*** Opening Supplied records ***
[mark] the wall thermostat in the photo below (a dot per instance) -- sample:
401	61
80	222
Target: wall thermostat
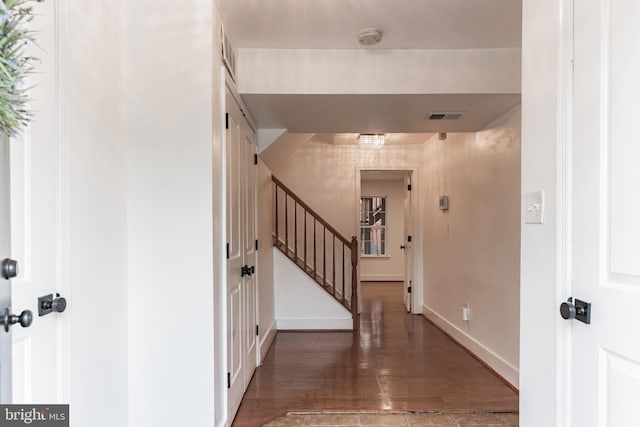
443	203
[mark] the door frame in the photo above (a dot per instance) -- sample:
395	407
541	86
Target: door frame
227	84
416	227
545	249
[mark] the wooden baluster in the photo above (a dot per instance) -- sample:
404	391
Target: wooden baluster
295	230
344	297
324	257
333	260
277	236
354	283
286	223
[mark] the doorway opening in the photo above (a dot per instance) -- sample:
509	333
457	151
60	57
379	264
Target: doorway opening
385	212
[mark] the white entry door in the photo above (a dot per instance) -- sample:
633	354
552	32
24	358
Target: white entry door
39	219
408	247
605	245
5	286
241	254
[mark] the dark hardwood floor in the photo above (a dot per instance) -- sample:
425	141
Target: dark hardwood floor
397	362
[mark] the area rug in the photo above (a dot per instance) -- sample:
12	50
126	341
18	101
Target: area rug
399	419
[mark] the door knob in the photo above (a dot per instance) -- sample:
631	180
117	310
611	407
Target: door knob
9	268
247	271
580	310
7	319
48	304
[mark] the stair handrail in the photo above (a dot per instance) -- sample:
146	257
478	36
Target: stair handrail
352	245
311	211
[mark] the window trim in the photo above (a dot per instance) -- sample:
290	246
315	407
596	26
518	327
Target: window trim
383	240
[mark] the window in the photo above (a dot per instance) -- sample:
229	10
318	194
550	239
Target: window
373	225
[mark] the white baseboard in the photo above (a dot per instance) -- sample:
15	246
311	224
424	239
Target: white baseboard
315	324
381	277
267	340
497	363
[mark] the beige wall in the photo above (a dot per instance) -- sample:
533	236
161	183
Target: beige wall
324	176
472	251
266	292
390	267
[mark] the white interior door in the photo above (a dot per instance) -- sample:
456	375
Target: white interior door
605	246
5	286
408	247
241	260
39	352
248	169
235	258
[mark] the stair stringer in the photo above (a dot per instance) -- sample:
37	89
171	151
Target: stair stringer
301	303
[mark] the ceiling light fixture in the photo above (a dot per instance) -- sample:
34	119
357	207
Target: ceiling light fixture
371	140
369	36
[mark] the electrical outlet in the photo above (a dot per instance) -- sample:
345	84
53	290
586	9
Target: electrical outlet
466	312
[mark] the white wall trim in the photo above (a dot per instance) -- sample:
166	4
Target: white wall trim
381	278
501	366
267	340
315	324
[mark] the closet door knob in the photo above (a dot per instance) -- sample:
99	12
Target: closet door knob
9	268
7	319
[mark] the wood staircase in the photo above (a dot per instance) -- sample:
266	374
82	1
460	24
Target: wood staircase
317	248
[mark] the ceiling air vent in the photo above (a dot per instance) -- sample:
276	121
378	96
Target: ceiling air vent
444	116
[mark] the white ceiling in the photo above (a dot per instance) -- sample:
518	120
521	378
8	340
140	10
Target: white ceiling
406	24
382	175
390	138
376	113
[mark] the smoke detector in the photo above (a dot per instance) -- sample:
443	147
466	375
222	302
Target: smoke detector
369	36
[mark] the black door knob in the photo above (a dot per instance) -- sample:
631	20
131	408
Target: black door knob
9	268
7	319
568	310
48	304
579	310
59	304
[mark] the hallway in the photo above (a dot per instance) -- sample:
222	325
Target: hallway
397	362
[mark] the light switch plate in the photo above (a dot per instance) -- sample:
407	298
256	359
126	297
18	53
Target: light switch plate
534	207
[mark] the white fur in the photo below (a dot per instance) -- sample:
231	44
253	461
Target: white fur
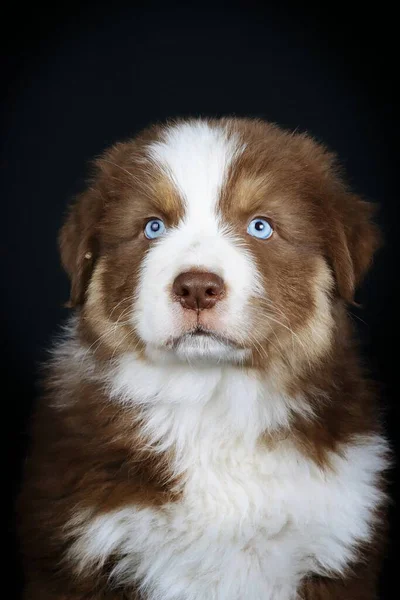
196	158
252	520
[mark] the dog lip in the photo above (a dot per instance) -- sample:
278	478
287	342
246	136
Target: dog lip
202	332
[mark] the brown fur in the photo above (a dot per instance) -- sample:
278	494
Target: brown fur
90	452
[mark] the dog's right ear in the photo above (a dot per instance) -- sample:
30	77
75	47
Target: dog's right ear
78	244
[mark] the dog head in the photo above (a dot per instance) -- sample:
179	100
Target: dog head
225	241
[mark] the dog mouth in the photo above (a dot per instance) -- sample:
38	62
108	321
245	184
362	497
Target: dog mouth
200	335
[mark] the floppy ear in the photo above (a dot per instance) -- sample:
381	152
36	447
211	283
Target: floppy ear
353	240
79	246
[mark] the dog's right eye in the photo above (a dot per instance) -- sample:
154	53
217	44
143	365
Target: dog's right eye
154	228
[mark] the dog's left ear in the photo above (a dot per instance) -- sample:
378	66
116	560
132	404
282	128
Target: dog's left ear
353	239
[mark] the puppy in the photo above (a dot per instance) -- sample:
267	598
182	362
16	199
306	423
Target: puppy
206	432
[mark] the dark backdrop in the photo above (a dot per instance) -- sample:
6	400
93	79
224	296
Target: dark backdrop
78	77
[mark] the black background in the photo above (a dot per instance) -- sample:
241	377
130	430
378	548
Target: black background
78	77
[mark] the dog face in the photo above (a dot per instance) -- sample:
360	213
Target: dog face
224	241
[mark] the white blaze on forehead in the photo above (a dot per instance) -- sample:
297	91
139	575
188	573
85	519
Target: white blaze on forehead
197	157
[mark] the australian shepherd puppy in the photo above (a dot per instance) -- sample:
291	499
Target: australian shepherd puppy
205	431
*** Closing Supplied records ***
• _Task statement_
With the pictures omitted, repeat the full set of records above exactly.

• _Task result_
[mark] the wall thermostat in the photo below (a dot per instance) -- sample:
401	61
80	222
Target: wall thermostat
443	203
[mark] the door frame in the photo above (a dot per instance) -- sample:
395	407
541	86
Target: door frame
227	84
416	227
545	249
[mark] the wooden baluster in the photo above (a dot per instance) -- sample:
404	391
Target: wooden baluster
295	230
344	297
324	257
333	260
277	236
354	283
286	223
[mark] the doorway opening in the photo above (a dot per instance) -- sample:
509	333
457	151
60	57
379	264
Target: doorway opening
385	212
[mark] the white entry door in the photo above (a dot per instance) -- sample:
633	354
552	32
24	358
Target: white entry door
39	219
408	247
605	245
5	286
241	254
[mark] the dark hardwood floor in the photo above (a dot per instance) -- sample:
425	141
Target: dark hardwood floor
397	362
[mark] the area rug in the photo above (a dot per instance) -- sample:
12	50
126	341
18	101
Target: area rug
399	419
[mark] the door knob in the photo above (a dot per instance) -- sample:
631	180
117	310
611	407
Target: door knob
9	268
247	271
580	310
7	319
48	304
[mark] the stair handrail in the photo above (a dot per instance) -- sample:
146	257
478	36
Target: stair handrail
352	245
311	211
[mark] the window trim in the photo above (a dot per instance) -- sample:
290	246
315	407
596	26
518	327
Target: window trim
383	240
[mark] the window in the photo above (a dot per instance) -- sample:
229	10
318	194
550	239
Target: window
373	225
[mark] the white baseboard in the photo above (a dot per instance) -- sample:
15	246
311	224
424	239
Target: white baseboard
315	324
381	277
267	340
497	363
[mark] the beige wall in the photo above (a dot per instance) -- sample:
533	236
161	183
Target: beige wall
324	176
472	251
266	292
390	267
[mark] the white interior door in the photo above (a dot per instance) -- sample:
456	375
Target: white interior door
605	246
5	286
408	247
241	260
39	352
248	169
235	258
[mark] the stair stringer in the photo above (a dot per instance) -- sample:
37	89
171	151
Target: stair stringer
301	303
[mark] the ceiling light fixture in the photo above (a dot per instance) -- sample:
34	119
357	207
Target: ceiling light fixture
371	140
369	36
[mark] the electrical outlet in the photo above (a dot per instance) -- sample:
345	84
53	290
586	9
Target: electrical outlet
466	312
[mark] the white wall trim in the photo above (a dot per instance) -- sample:
166	4
Target: white wall trim
381	278
501	366
267	340
315	324
[mark] the closet door knob in the photo above (a dot per instance) -- sample:
99	12
Target: closet door knob
9	268
7	319
[mark] the wood staircase in the photo above (a dot per instance) -- sample:
266	374
82	1
460	24
Target: wood staircase
317	248
[mark] the ceiling air vent in the photo above (a dot per instance) -- sample:
276	121
378	96
Target: ceiling air vent
444	116
[mark] the white ceiling in the photo above (a dot per instance) -- sample:
518	120
521	378
8	340
140	10
Target: white ceiling
406	24
382	175
390	138
376	113
[mark] the smoke detector in the photo above (a dot per instance) -- sample:
443	147
466	375
222	302
Target: smoke detector
369	36
[mark] the black door knob in the photo above (a dot per instance) -- sample:
631	20
131	408
Target: black door knob
9	268
7	319
568	310
48	304
579	310
59	304
[mark] the hallway in the photo above (a dot per instance) -- sample:
222	325
Target: hallway
397	362
[mark] the light switch plate in the photo above (a dot per instance) -- sample:
407	298
256	359
126	297
18	53
Target: light switch plate
534	207
[mark] the white fur in the photo below (a dot per instance) -- sample:
231	44
253	461
Target: white fur
196	158
252	520
[mark] the dog lip in the photo above (a dot per instance) -- sample:
278	478
287	342
246	136
Target: dog lip
202	332
[mark] the brown fur in the photo above (a dot per instance) -- sample:
278	494
Target: brown fur
90	452
[mark] the dog's right ear in the photo above (a dot per instance) -- sample:
30	77
75	47
Target: dog's right ear
78	244
[mark] the dog head in the photo above (a dot per instance) -- sample:
179	100
Target: dog head
225	241
[mark] the dog mouth in the photo above (a dot per instance) -- sample:
38	62
108	321
245	184
362	497
Target: dog mouth
200	335
[mark] the floppy ear in the photo above (a dot per instance) -- sample:
381	152
36	447
211	283
Target: floppy ear
353	240
79	246
[mark] the dog's right eye in the photo above (a dot per instance) -- sample:
154	53
217	44
143	365
Target: dog's right eye
154	228
[mark] the dog's left ear in the photo above (a dot per instance) -- sample:
378	66
116	560
132	404
282	128
Target: dog's left ear
353	239
[mark] the puppy in the photo above (a dot per instance) -- sample:
267	598
182	362
16	199
306	423
Target: puppy
206	432
[mark] the dark backdrop in the photo above (a dot per instance) -- sample:
6	400
93	79
224	296
Target: dark backdrop
78	77
[mark] the black background in the photo above (a dot per instance) -- sample:
241	377
130	430
378	548
Target: black background
78	77
[mark] the dog face in the photo above (a dot per instance) -- sample:
360	213
Target: dog face
224	241
[mark] the white blaze on forehead in the photo above (a dot per instance) -- sample:
297	91
139	575
188	573
85	519
Target: white blaze on forehead
197	157
[mark] the australian shepherd puppy in the photo above (a dot per instance) -- sample:
291	499
Target: australian shepherd puppy
205	431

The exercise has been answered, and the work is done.